The earliest documents from the Dandan Uiliq region date to 722.
30
Found at a small settlement south of Dandan Uiliq called Domoko (Damagou in Chinese), these wooden tallies measure an inch (2.5 cm) or less across and range from 7.5 inches (19 cm) to 18 inches (46 cm) long. With a round hole at one end where they were attached to a container holding grain, they have evenly spaced notches that officials marked with ink each time they received a payment of tax grain. Here is a typical example:

[Chinese text]: Boluodaocai of Bajia delivered 7
shuo
s [roughly 1.2 bushels, or 42 L] of wheat on the 5th day of the 8th month of the 10th year of Kaiyuan [722]. Clerk: He Xian. Officials: Zhang Bing, Xiang Hui.
[Khotanese text]: Bradaysaa of Birgamdara delivered 7
kusa
s of wheat in the year of the shau Marsha.
31

Both the Chinese and the Khotanese give the name of the taxpayer, the amount of grain paid, and the year of payment (722). The Chinese text gives more information, including the exact day and month of the tax payment as well as the name of the receiving clerk and his superiors. The tallies mention three types of tax grain: barley, wheat, and millet.
32
All the tallies (there are thirty-five in the set bought by the National Library of China; others are in private hands) follow this same format.

### PROMPT 1
According to the passage on the tax tallies, which three types of tax grain do the tallies mention?
The passage on the tax tallies and the records come from unrelated sources.

(Dataset rows showing where objects appear)
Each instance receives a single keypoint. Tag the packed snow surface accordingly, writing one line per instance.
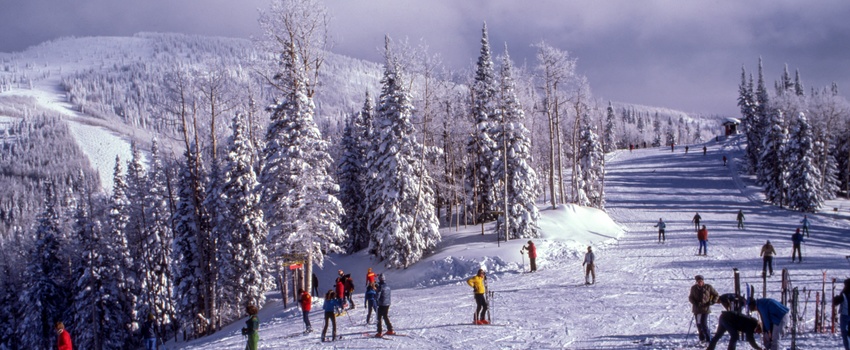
(640, 298)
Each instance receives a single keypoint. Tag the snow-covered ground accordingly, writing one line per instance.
(640, 298)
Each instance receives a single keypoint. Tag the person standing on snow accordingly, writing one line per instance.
(63, 338)
(306, 302)
(797, 239)
(702, 296)
(774, 317)
(767, 253)
(149, 332)
(805, 223)
(371, 301)
(734, 323)
(702, 236)
(252, 328)
(332, 303)
(532, 254)
(696, 220)
(740, 219)
(843, 302)
(383, 298)
(590, 266)
(478, 289)
(661, 226)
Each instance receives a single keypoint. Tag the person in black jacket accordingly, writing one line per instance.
(735, 322)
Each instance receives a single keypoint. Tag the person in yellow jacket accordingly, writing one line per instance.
(477, 284)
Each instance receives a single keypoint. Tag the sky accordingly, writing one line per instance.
(685, 55)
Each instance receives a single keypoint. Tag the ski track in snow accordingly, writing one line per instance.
(640, 298)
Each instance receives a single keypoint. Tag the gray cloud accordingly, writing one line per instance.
(678, 54)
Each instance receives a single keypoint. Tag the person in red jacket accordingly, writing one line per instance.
(63, 341)
(702, 236)
(306, 302)
(532, 254)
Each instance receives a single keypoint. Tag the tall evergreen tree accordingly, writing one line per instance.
(592, 161)
(773, 161)
(45, 299)
(352, 177)
(481, 144)
(521, 179)
(401, 189)
(300, 196)
(242, 262)
(803, 175)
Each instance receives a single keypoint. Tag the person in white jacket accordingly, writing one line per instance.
(590, 266)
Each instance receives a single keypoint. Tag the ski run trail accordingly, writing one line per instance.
(640, 300)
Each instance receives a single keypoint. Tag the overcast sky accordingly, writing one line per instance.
(684, 55)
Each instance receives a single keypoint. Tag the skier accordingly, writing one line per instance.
(370, 276)
(332, 303)
(590, 266)
(734, 323)
(478, 288)
(371, 301)
(149, 332)
(774, 317)
(702, 236)
(532, 254)
(348, 283)
(696, 220)
(306, 302)
(740, 219)
(797, 239)
(252, 328)
(383, 298)
(63, 338)
(732, 302)
(805, 223)
(843, 302)
(661, 226)
(702, 296)
(767, 253)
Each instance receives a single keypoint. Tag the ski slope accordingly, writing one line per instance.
(640, 298)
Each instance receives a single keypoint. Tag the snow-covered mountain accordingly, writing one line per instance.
(640, 300)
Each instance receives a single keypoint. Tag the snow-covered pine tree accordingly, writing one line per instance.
(481, 144)
(99, 315)
(512, 137)
(119, 250)
(190, 225)
(352, 176)
(404, 220)
(157, 290)
(610, 137)
(773, 161)
(803, 175)
(299, 194)
(592, 161)
(45, 299)
(242, 259)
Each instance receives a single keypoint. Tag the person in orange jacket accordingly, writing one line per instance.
(63, 341)
(306, 302)
(702, 236)
(479, 289)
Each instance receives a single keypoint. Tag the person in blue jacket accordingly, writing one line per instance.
(797, 239)
(774, 318)
(371, 301)
(384, 306)
(332, 303)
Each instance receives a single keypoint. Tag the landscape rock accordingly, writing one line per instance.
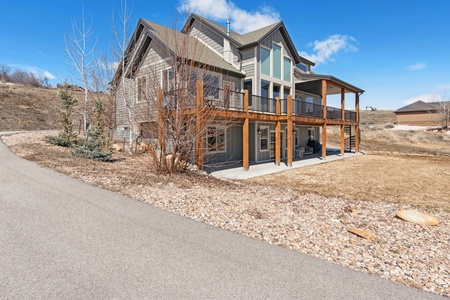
(362, 233)
(414, 216)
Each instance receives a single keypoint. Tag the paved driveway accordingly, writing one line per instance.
(63, 239)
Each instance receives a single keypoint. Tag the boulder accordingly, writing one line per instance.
(362, 233)
(414, 216)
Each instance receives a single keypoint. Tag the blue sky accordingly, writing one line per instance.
(397, 51)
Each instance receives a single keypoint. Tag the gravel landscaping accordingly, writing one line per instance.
(407, 253)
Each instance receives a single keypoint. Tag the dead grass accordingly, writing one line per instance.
(416, 180)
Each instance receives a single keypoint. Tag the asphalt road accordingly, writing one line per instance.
(63, 239)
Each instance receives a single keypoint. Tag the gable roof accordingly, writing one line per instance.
(419, 106)
(178, 44)
(250, 38)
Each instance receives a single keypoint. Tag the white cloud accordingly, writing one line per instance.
(416, 67)
(325, 50)
(49, 75)
(443, 88)
(242, 21)
(424, 98)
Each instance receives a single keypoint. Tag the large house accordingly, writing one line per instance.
(276, 106)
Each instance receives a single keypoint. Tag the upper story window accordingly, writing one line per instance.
(211, 85)
(265, 61)
(276, 61)
(287, 69)
(168, 80)
(141, 89)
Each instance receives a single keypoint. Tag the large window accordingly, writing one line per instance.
(141, 89)
(287, 69)
(276, 61)
(249, 87)
(264, 138)
(215, 138)
(265, 61)
(309, 105)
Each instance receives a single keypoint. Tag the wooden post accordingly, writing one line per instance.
(324, 126)
(160, 121)
(289, 135)
(245, 131)
(343, 119)
(278, 134)
(200, 142)
(357, 122)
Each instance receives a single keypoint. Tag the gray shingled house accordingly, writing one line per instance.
(276, 105)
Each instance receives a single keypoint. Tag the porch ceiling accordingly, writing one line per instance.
(312, 83)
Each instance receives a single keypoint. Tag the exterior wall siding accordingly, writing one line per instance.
(233, 147)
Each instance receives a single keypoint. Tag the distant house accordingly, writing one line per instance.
(257, 80)
(420, 113)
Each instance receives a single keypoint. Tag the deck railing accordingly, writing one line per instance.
(301, 107)
(263, 104)
(225, 99)
(229, 99)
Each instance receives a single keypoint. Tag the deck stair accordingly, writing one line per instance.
(350, 141)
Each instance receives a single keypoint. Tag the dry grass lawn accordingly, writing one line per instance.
(422, 181)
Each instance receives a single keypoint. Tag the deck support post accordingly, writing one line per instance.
(290, 149)
(245, 134)
(199, 139)
(278, 134)
(343, 119)
(324, 126)
(357, 123)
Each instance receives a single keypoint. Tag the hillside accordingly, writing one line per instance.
(27, 108)
(377, 117)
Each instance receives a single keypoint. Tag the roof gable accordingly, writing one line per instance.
(250, 38)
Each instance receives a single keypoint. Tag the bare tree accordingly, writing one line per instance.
(121, 33)
(79, 47)
(101, 75)
(4, 72)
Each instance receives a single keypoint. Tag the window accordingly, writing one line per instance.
(148, 130)
(287, 69)
(141, 89)
(211, 85)
(311, 134)
(309, 105)
(287, 91)
(265, 61)
(264, 138)
(248, 86)
(276, 61)
(265, 85)
(216, 139)
(169, 80)
(276, 91)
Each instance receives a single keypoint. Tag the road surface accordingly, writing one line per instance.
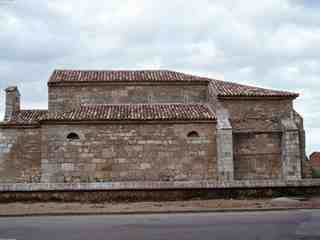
(300, 224)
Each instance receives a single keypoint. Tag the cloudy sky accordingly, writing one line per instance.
(268, 43)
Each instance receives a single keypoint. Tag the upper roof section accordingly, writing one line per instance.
(26, 117)
(70, 76)
(222, 89)
(230, 90)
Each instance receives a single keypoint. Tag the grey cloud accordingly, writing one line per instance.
(268, 43)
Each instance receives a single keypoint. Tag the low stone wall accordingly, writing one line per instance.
(155, 191)
(155, 185)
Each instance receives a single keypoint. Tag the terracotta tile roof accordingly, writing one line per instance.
(27, 117)
(230, 89)
(131, 112)
(222, 88)
(66, 76)
(315, 159)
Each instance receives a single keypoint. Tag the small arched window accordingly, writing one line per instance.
(193, 134)
(73, 136)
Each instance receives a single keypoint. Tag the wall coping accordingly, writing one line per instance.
(29, 187)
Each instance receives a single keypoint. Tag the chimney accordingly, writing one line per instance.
(12, 101)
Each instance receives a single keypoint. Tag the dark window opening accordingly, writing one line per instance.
(193, 134)
(73, 136)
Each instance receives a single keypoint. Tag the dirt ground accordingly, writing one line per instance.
(52, 208)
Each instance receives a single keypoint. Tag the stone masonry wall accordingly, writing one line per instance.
(257, 115)
(257, 156)
(257, 136)
(128, 152)
(20, 156)
(69, 97)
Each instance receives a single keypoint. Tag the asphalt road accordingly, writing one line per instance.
(301, 224)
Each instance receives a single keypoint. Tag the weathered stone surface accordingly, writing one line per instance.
(128, 152)
(20, 157)
(258, 135)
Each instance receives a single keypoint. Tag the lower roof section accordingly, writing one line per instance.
(116, 112)
(136, 112)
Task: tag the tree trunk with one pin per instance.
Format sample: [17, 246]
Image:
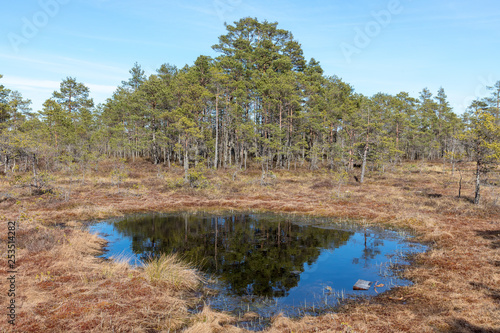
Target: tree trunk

### PROMPT 2
Please count the lines of the records that contain the string "trunk" and give only that number.

### FINAL ANSWER 1
Barley, wheat, and millet.

### FINAL ANSWER 2
2